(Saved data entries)

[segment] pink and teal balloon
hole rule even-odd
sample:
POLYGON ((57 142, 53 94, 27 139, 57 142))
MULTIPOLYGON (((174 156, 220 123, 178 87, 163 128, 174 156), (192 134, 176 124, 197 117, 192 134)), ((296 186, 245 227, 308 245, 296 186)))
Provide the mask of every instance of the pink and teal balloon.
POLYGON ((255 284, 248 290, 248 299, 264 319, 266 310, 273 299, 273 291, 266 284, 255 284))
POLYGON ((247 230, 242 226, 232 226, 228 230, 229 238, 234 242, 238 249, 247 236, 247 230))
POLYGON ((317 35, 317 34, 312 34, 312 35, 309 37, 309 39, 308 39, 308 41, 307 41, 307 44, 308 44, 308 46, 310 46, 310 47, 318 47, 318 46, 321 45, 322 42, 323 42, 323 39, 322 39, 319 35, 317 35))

• **Work request**: Each entry must appear in the reply exactly as written.

• **Answer to the problem**:
[segment] pink and teal balloon
hole rule even-odd
sample:
POLYGON ((57 142, 53 94, 27 139, 57 142))
MULTIPOLYGON (((174 156, 220 123, 178 87, 163 128, 174 156), (192 134, 176 124, 197 117, 192 134)), ((296 186, 245 227, 308 245, 296 186)))
Provide the mask of every instance of the pink and teal balloon.
POLYGON ((255 284, 248 290, 248 299, 264 319, 266 310, 273 299, 273 291, 266 284, 255 284))
POLYGON ((247 230, 242 226, 232 226, 228 230, 229 238, 234 242, 238 249, 247 236, 247 230))
POLYGON ((317 35, 317 34, 312 34, 312 35, 309 37, 309 39, 308 39, 308 41, 307 41, 307 44, 308 44, 308 46, 310 46, 310 47, 318 47, 318 46, 321 45, 322 42, 323 42, 323 39, 322 39, 319 35, 317 35))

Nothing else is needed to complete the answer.